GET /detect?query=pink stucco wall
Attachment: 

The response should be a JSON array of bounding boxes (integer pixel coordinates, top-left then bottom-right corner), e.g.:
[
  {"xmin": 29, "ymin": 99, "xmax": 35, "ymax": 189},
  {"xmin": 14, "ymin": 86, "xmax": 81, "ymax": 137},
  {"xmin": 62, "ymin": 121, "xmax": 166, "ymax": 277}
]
....................
**Request**
Copy out every line of the entries above, changing nothing.

**Exercise response**
GET /detect?query=pink stucco wall
Attachment: 

The response should be a JSON array of bounding boxes (integer pixel coordinates, top-left then bottom-right corner), e.g.:
[
  {"xmin": 29, "ymin": 99, "xmax": 35, "ymax": 189},
  {"xmin": 14, "ymin": 86, "xmax": 81, "ymax": 137},
  {"xmin": 62, "ymin": 121, "xmax": 166, "ymax": 277}
]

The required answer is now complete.